Given text ::
Data breach exposes personal data on 20,000 Stanford Hospital patients

The information included names, diagnosis codes, admission and discharge dates, accounts numbers, and billing charges, but not social security numbers, of patients seen at the emergency room during a six-month period in 2009, according to a New York Times report.

The information was contained in a spreadsheet prepared by a billing contractor that was posted to a commercial website called Student of Fortune, which enables students to solicit paid assistance for their schoolwork. The spreadsheet first appeared on the site on Sept. 9, 2010, as an attachment to a question about how to convert the data into a bar graph, according to the newspaper.

“It is clearly disturbing when this information gets public. It is our intent 100 percent of the time to keep this information confidential and private, and we work hard every day to ensure that”, hospital spokesman Gary Migdol told the newspaper. He said that the university would pay for identity protection services for affected patients.

Mike Paquette, chief strategy officer at network security firm Corero, commented that “it’s nearly a certainty that if your organization has any information that might be valuable to someone or some organization, then someone will try to steal it for their benefit, and usually at your loss. In this case, even if it turns out this breach was not part of an actual theft, it may still cost Stanford, since they’ve offered to pay for identity protection services for affected patients.”

Prompt 1 :: List every type of patient information that the Stanford data breach article says was included in the exposed data.
Prompt 2 ::
For each statement, say whether the Stanford data breach article supports it (yes or no), and quote the words that decide it.
(a) The exposed data included patients' social security numbers.
(b) The spreadsheet first appeared on Student of Fortune on Sept. 9, 2010.
(c) The university would pay for identity protection services for affected patients.
Prompt 3 :: Reproduce the passage of the Stanford data breach article between "Data breach exposes" and "to the newspaper.", inclusive.
The items have nothing to do with the work on the Stanford data breach article.

Given records ::
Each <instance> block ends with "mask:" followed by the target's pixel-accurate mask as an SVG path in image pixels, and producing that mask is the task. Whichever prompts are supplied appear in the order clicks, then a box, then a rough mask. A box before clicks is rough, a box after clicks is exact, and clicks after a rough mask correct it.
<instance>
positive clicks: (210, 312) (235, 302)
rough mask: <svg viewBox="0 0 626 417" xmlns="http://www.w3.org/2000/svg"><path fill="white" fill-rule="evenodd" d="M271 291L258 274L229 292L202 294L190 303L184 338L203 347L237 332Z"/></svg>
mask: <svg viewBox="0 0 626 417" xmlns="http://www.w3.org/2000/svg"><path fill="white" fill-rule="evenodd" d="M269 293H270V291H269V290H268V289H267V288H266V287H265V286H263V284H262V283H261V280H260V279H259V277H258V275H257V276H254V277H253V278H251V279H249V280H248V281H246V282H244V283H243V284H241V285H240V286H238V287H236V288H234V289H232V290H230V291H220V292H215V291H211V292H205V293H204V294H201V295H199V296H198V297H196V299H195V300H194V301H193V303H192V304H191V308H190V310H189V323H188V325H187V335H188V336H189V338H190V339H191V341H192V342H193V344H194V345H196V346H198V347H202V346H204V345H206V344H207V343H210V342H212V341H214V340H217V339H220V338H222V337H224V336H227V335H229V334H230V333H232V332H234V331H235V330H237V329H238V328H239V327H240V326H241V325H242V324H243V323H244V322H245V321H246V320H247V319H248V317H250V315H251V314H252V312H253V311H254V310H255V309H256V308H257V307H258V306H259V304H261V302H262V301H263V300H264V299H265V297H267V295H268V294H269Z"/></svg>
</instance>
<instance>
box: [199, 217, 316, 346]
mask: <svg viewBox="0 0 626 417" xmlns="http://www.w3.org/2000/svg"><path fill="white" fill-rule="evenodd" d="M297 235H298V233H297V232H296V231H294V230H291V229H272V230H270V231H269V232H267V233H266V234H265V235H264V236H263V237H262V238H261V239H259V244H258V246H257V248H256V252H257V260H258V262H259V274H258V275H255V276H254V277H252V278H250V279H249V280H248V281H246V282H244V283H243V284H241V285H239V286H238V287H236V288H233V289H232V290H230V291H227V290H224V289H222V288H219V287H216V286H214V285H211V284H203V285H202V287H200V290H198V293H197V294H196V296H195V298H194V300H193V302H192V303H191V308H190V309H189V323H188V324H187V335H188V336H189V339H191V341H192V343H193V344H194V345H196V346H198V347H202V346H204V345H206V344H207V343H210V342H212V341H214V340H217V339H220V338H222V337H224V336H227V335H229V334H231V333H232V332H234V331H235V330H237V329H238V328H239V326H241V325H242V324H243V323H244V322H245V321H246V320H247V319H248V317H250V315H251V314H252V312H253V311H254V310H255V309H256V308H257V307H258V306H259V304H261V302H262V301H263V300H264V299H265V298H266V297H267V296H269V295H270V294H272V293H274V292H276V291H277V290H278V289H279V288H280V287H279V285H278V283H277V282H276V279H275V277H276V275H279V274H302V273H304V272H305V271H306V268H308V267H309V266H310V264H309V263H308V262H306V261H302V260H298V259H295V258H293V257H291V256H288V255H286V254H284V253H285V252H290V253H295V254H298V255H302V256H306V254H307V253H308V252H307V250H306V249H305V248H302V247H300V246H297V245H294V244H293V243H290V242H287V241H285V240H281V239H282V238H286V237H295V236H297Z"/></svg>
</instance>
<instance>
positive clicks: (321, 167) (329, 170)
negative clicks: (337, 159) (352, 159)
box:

Answer box 1 ::
- names
- diagnosis codes
- admission and discharge dates
- accounts numbers
- billing charges

Answer box 2 ::
(a) No: "but not social security numbers"
(b) Yes: "The spreadsheet first appeared on the site on Sept. 9, 2010"
(c) Yes: "He said that the university would pay for identity protection services for affected patients."

Answer box 3 ::
Data breach exposes personal data on 20,000 Stanford Hospital patients

The information included names, diagnosis codes, admission and discharge dates, accounts numbers, and billing charges, but not social security numbers, of patients seen at the emergency room during a six-month period in 2009, according to a New York Times report.

The information was contained in a spreadsheet prepared by a billing contractor that was posted to a commercial website called Student of Fortune, which enables students to solicit paid assistance for their schoolwork. The spreadsheet first appeared on the site on Sept. 9, 2010, as an attachment to a question about how to convert the data into a bar graph, according to the newspaper.